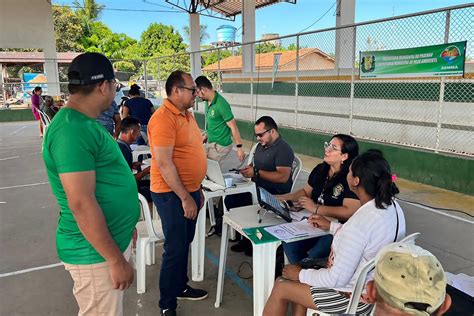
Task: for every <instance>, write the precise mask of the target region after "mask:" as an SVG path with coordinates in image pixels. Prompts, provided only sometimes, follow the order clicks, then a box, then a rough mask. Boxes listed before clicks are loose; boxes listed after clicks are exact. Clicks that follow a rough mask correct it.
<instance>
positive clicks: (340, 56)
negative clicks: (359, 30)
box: [336, 0, 355, 69]
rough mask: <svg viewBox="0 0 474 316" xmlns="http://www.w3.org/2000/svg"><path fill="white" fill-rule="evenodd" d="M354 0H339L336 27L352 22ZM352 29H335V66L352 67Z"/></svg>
mask: <svg viewBox="0 0 474 316" xmlns="http://www.w3.org/2000/svg"><path fill="white" fill-rule="evenodd" d="M354 21H355V0H344V1H339V5H338V8H337V15H336V27H340V26H344V25H350V24H354ZM354 36H355V33H354V29H353V28H346V29H338V30H336V68H339V69H340V68H352V64H353V63H354V48H353V41H354Z"/></svg>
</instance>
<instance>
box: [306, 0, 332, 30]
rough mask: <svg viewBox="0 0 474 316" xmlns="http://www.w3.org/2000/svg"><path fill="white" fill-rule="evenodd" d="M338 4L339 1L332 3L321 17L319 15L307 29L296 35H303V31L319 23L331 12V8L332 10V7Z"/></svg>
mask: <svg viewBox="0 0 474 316" xmlns="http://www.w3.org/2000/svg"><path fill="white" fill-rule="evenodd" d="M338 2H339V0H338V1H336V2H334V3H333V5H332V6H331V7H330V8H329V9H328V10H327V11H326V12H324V13H323V15H321V16H320V17H319V18H318V19H317V20H316V21H314V22H313V23H312V24H311V25H310V26H308V27H306V28H304V29H302V30H301V31H299V32H298V33H303V32H304V31H306V30H307V29H309V28H311V27H312V26H314V25H315V24H316V23H318V22H319V21H321V20H322V19H323V18H324V17H325V16H326V15H327V14H328V13H329V11H331V10H332V8H334V6H335V5H336V4H337V3H338Z"/></svg>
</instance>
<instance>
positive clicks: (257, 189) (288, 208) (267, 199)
mask: <svg viewBox="0 0 474 316" xmlns="http://www.w3.org/2000/svg"><path fill="white" fill-rule="evenodd" d="M257 198H258V204H260V206H261V207H263V208H264V209H266V210H269V211H272V212H273V213H275V214H277V215H278V216H280V217H281V218H283V219H284V220H285V221H287V222H291V221H292V218H291V215H290V207H289V206H288V204H287V203H286V202H284V201H280V200H278V199H277V198H276V197H275V196H274V195H272V194H271V193H270V192H268V191H267V190H265V189H264V188H262V187H258V188H257Z"/></svg>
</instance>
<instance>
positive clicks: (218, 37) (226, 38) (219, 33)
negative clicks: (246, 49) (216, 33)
mask: <svg viewBox="0 0 474 316" xmlns="http://www.w3.org/2000/svg"><path fill="white" fill-rule="evenodd" d="M236 32H237V29H236V28H235V27H233V26H232V25H221V26H219V27H218V28H217V42H215V43H212V44H213V45H214V46H224V47H226V46H230V45H234V44H237V43H236V41H235V33H236Z"/></svg>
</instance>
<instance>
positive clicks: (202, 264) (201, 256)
mask: <svg viewBox="0 0 474 316" xmlns="http://www.w3.org/2000/svg"><path fill="white" fill-rule="evenodd" d="M206 204H207V201H204V204H203V207H202V208H201V210H200V211H199V215H198V219H197V223H196V233H195V234H194V240H193V242H192V243H191V266H192V280H193V281H195V282H200V281H202V280H204V251H205V247H206V244H205V239H206Z"/></svg>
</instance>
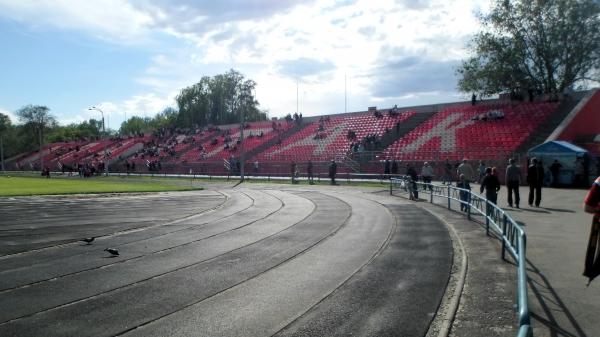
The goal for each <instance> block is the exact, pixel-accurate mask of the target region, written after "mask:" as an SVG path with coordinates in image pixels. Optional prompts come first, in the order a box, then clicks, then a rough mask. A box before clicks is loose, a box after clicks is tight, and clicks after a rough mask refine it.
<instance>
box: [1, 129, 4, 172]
mask: <svg viewBox="0 0 600 337" xmlns="http://www.w3.org/2000/svg"><path fill="white" fill-rule="evenodd" d="M3 138H4V137H2V135H0V161H2V172H4V143H3Z"/></svg>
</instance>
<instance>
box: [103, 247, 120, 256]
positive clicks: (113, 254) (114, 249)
mask: <svg viewBox="0 0 600 337" xmlns="http://www.w3.org/2000/svg"><path fill="white" fill-rule="evenodd" d="M104 251H105V252H109V253H110V255H112V256H119V251H118V250H116V249H114V248H106V249H105V250H104Z"/></svg>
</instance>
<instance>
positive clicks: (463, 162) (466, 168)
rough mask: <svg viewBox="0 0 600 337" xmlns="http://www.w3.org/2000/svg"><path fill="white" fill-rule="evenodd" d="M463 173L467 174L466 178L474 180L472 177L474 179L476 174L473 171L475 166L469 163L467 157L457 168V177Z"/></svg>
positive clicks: (464, 159) (456, 174)
mask: <svg viewBox="0 0 600 337" xmlns="http://www.w3.org/2000/svg"><path fill="white" fill-rule="evenodd" d="M461 174H464V175H465V178H466V179H467V180H468V181H469V182H471V181H473V180H472V179H473V176H474V173H473V167H472V166H471V164H469V163H468V162H467V160H466V159H463V162H462V164H460V165H458V168H457V169H456V176H457V177H460V175H461Z"/></svg>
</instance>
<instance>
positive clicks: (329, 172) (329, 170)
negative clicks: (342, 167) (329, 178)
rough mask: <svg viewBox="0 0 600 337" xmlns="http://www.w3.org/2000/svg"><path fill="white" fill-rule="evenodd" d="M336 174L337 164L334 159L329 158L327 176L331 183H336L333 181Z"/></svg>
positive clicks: (335, 184) (331, 184)
mask: <svg viewBox="0 0 600 337" xmlns="http://www.w3.org/2000/svg"><path fill="white" fill-rule="evenodd" d="M336 174H337V164H336V162H335V159H332V160H331V164H329V178H330V179H331V185H336V183H335V175H336Z"/></svg>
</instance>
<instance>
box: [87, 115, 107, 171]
mask: <svg viewBox="0 0 600 337" xmlns="http://www.w3.org/2000/svg"><path fill="white" fill-rule="evenodd" d="M88 110H96V111H100V114H101V115H102V133H103V134H104V136H103V137H102V138H104V137H105V136H106V128H105V127H104V111H102V109H100V108H98V107H95V106H93V107H91V108H88ZM102 144H103V145H104V150H103V151H104V155H103V156H102V162H103V163H104V174H105V175H106V176H107V177H108V160H107V158H106V156H107V154H106V142H105V139H102Z"/></svg>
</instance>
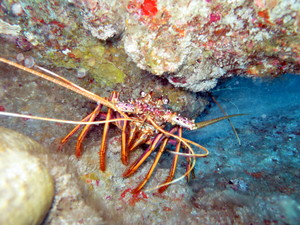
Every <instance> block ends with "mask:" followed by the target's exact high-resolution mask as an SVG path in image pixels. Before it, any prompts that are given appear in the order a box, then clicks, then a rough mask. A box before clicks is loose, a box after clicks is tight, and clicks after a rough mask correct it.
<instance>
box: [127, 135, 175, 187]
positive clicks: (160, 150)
mask: <svg viewBox="0 0 300 225" xmlns="http://www.w3.org/2000/svg"><path fill="white" fill-rule="evenodd" d="M168 140H169V138H165V139H164V140H163V142H162V144H161V146H160V148H159V151H158V152H157V154H156V157H155V160H154V162H153V164H152V166H151V168H150V169H149V171H148V173H147V175H146V176H145V178H144V180H143V181H142V182H141V183H140V184H139V186H137V187H136V188H135V189H134V190H133V191H132V193H138V192H139V191H140V190H141V189H142V188H143V187H144V185H145V184H146V183H147V182H148V180H149V179H150V177H151V175H152V173H153V171H154V169H155V167H156V166H157V163H158V161H159V159H160V157H161V155H162V153H163V152H164V151H165V148H166V145H167V143H168Z"/></svg>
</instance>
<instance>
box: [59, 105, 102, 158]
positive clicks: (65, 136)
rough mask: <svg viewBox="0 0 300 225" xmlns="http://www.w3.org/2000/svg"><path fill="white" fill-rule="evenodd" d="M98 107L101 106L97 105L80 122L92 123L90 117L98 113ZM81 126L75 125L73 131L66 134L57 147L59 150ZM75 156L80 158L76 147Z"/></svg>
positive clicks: (91, 120) (71, 136) (98, 110)
mask: <svg viewBox="0 0 300 225" xmlns="http://www.w3.org/2000/svg"><path fill="white" fill-rule="evenodd" d="M100 106H101V105H98V106H97V107H96V108H95V109H94V111H93V112H92V113H90V114H89V115H87V116H86V117H85V118H83V119H82V120H81V122H87V121H93V120H94V119H91V117H93V115H95V114H96V111H98V113H99V111H100V109H99V110H98V107H100ZM98 113H97V114H98ZM81 126H82V125H80V124H79V125H77V126H76V127H74V129H73V130H72V131H71V132H70V133H68V134H67V135H66V136H65V137H64V138H63V139H62V140H61V141H60V145H59V147H58V149H59V150H61V149H62V147H63V146H64V145H65V144H66V143H67V142H68V141H69V140H70V138H71V137H72V136H73V135H74V134H75V133H76V131H77V130H79V129H80V127H81ZM76 156H77V157H79V156H80V152H79V154H77V145H76Z"/></svg>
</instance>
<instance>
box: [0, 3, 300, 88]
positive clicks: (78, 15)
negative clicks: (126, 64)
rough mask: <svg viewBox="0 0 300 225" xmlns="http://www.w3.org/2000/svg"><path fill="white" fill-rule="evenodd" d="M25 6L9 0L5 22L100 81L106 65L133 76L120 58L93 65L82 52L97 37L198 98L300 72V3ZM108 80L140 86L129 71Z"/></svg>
mask: <svg viewBox="0 0 300 225" xmlns="http://www.w3.org/2000/svg"><path fill="white" fill-rule="evenodd" d="M18 4H20V5H21V7H22V9H23V11H20V12H19V11H18V13H16V12H14V10H13V7H12V2H11V1H3V4H2V5H1V6H0V19H2V20H3V21H5V22H8V23H9V24H10V25H19V26H20V27H21V28H22V30H21V34H22V36H23V37H25V38H26V39H27V40H28V41H29V42H30V43H32V45H34V46H35V48H36V49H40V50H46V51H45V52H40V53H39V54H38V55H39V56H41V55H42V56H43V58H44V59H45V58H48V60H49V59H50V60H51V61H55V62H56V63H57V64H60V65H63V64H64V65H65V66H68V67H70V68H77V69H78V67H84V68H85V69H86V70H88V71H89V72H90V73H91V74H93V76H95V75H96V74H98V75H99V73H97V72H95V71H97V70H100V71H107V70H104V69H103V67H104V68H105V65H110V66H114V67H116V68H120V69H121V70H122V69H123V72H124V71H125V74H126V75H128V72H126V69H124V64H123V66H122V64H121V66H120V64H114V63H115V61H111V59H112V58H119V59H120V58H122V59H123V56H122V57H120V55H118V54H119V53H113V54H111V55H110V57H108V58H110V60H108V61H109V62H112V63H113V65H112V64H111V63H107V61H103V59H101V60H100V61H101V62H100V63H99V62H98V64H96V63H95V58H98V59H100V58H101V57H102V56H103V55H101V54H100V55H96V56H94V57H92V59H91V58H89V57H90V56H89V57H87V58H88V60H87V58H86V57H85V56H84V55H82V54H78V51H77V50H78V48H80V47H82V46H85V45H86V44H87V45H88V46H89V45H90V44H91V40H92V39H91V36H94V37H96V38H98V39H101V40H109V42H110V43H113V44H114V45H115V44H116V43H118V45H119V47H120V46H122V47H121V48H119V49H118V50H121V52H124V50H125V51H126V53H127V54H128V55H129V57H130V59H131V60H132V61H133V62H135V63H136V64H137V65H138V67H139V68H141V69H143V70H147V71H149V72H151V73H152V74H156V75H159V76H162V75H163V77H165V78H166V79H168V81H169V82H171V83H172V84H173V85H175V86H176V87H184V88H186V89H188V90H191V91H194V92H197V91H204V90H209V89H211V88H212V87H214V86H215V85H216V83H217V80H218V78H220V77H224V76H231V75H236V74H248V75H254V76H278V75H280V74H282V73H286V72H291V73H299V67H300V62H299V52H300V51H299V25H300V19H299V18H300V15H299V10H300V3H299V1H297V0H289V1H286V0H265V1H263V0H255V1H246V0H237V1H232V0H215V1H210V0H201V1H199V0H190V1H186V0H167V1H165V0H144V1H142V0H123V1H115V0H113V1H104V0H73V1H60V0H51V1H43V2H41V3H40V2H36V1H30V0H27V1H22V2H21V3H18ZM41 4H42V5H41ZM41 6H42V7H41ZM36 9H38V10H36ZM1 12H2V14H1ZM11 15H13V16H11ZM83 28H84V29H86V30H88V31H90V33H88V32H86V31H85V30H84V29H83ZM7 34H8V32H7ZM92 43H93V45H95V44H96V43H97V44H98V45H101V43H99V42H96V43H94V42H93V41H92ZM21 46H22V44H21ZM86 54H87V55H89V54H88V53H87V52H85V55H86ZM97 56H98V57H97ZM106 59H107V58H106ZM125 59H126V57H125ZM123 60H124V59H123ZM121 61H122V60H121ZM99 67H100V68H99ZM116 68H114V70H113V71H116ZM125 68H128V67H126V66H125ZM130 69H132V68H131V67H130ZM100 78H101V80H102V82H103V84H110V85H111V84H113V83H116V82H123V83H124V82H125V83H126V82H127V81H126V80H131V81H129V82H128V84H134V81H135V79H134V76H133V77H132V78H130V76H127V77H126V76H125V75H124V74H123V73H119V76H118V77H114V76H113V75H112V76H111V75H109V76H105V75H103V74H102V75H100Z"/></svg>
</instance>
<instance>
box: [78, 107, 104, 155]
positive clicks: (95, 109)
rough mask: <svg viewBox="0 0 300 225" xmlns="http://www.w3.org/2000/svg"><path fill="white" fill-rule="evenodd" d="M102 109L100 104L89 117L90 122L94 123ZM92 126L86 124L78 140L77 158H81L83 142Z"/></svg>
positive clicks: (82, 130)
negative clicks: (81, 152) (95, 119)
mask: <svg viewBox="0 0 300 225" xmlns="http://www.w3.org/2000/svg"><path fill="white" fill-rule="evenodd" d="M101 108H102V105H100V104H98V105H97V107H96V108H95V109H94V111H93V112H92V113H91V114H90V115H89V116H90V118H89V120H88V122H93V121H94V120H95V118H96V117H97V115H98V114H99V112H100V110H101ZM91 125H92V124H86V125H85V126H84V128H83V130H82V131H81V133H80V135H79V137H78V139H77V143H76V151H75V155H76V156H77V158H79V157H80V155H81V145H82V142H83V140H84V138H85V136H86V134H87V132H88V131H89V129H90V127H91Z"/></svg>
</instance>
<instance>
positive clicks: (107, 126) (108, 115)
mask: <svg viewBox="0 0 300 225" xmlns="http://www.w3.org/2000/svg"><path fill="white" fill-rule="evenodd" d="M111 116H112V109H111V108H108V109H107V114H106V118H105V120H110V119H111ZM108 129H109V123H105V124H104V128H103V135H102V142H101V147H100V151H99V157H100V170H101V171H105V167H106V165H105V156H106V147H107V143H106V140H107V134H108Z"/></svg>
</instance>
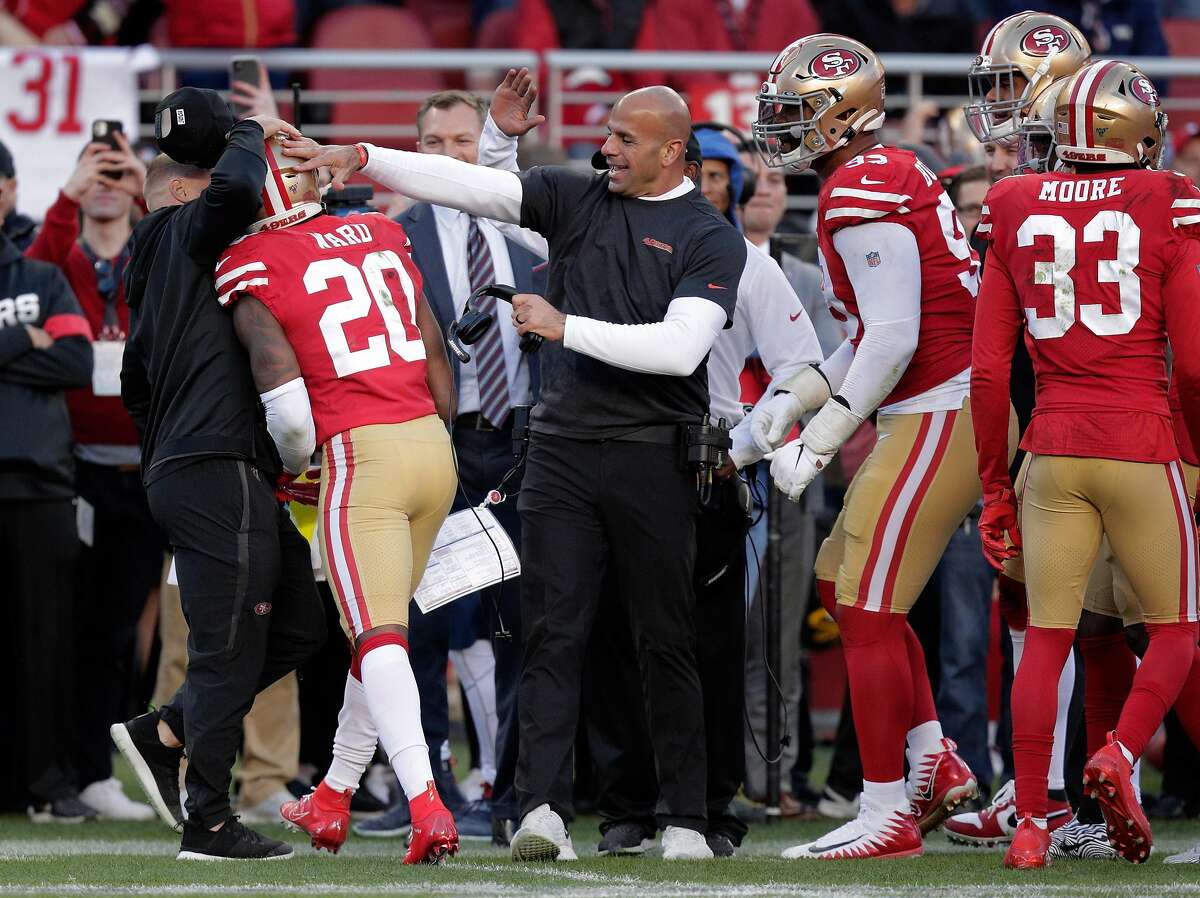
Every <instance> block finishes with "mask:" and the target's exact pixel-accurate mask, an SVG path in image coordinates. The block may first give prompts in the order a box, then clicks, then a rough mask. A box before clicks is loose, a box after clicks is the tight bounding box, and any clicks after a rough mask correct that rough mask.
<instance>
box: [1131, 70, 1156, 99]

------------------------------------------------

ASSIGNED TASK: In the answer, set down only the lines from the opening line of the listing through the line that holds "box: [336, 0, 355, 69]", exactly as they appear, minus the pictures.

OUTPUT OF THE TASK:
Task: for every <instance>, write the precise mask of the target region after "mask:" as an SVG path with coordinates in image pixels. Prompts, provided only sometimes, follow the order clicks, then a box, then a rough mask. Boxes listed before clicks are loose; boxes listed after clicks are exact. Clicks that follow a rough mask correct it.
<instance>
positive clicks: (340, 56)
negative clicks: (359, 30)
box: [336, 0, 355, 69]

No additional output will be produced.